__Work request__:
The response should hold each line from the entries below where "dress" is found.

__Dataset records__:
● ● ●

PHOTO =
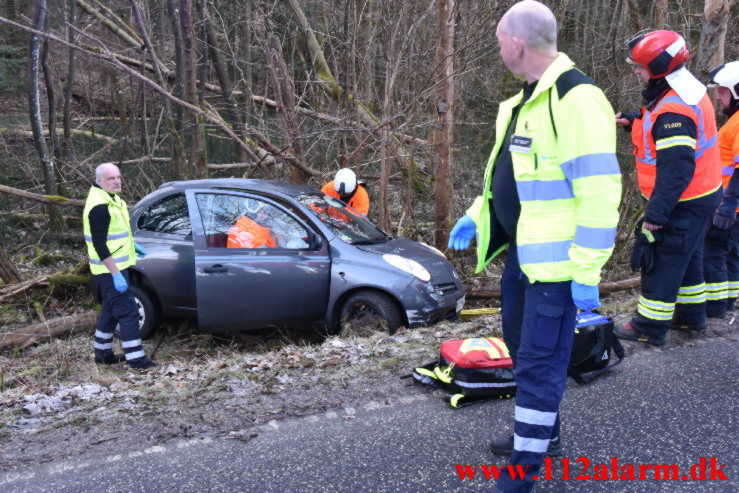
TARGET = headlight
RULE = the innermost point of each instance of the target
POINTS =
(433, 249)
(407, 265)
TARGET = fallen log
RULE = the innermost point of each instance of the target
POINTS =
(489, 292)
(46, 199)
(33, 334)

● ● ●

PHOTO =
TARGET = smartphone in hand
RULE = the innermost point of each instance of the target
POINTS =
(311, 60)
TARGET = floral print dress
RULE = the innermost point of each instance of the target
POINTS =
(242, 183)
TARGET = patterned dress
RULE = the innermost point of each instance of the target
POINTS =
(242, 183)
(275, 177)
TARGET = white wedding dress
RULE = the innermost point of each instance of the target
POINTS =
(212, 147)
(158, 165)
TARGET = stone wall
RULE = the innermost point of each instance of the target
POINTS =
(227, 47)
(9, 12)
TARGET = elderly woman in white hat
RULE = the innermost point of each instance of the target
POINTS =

● ● ●

__Your response__:
TARGET = floral print dress
TARGET = patterned dress
TARGET = white wedding dress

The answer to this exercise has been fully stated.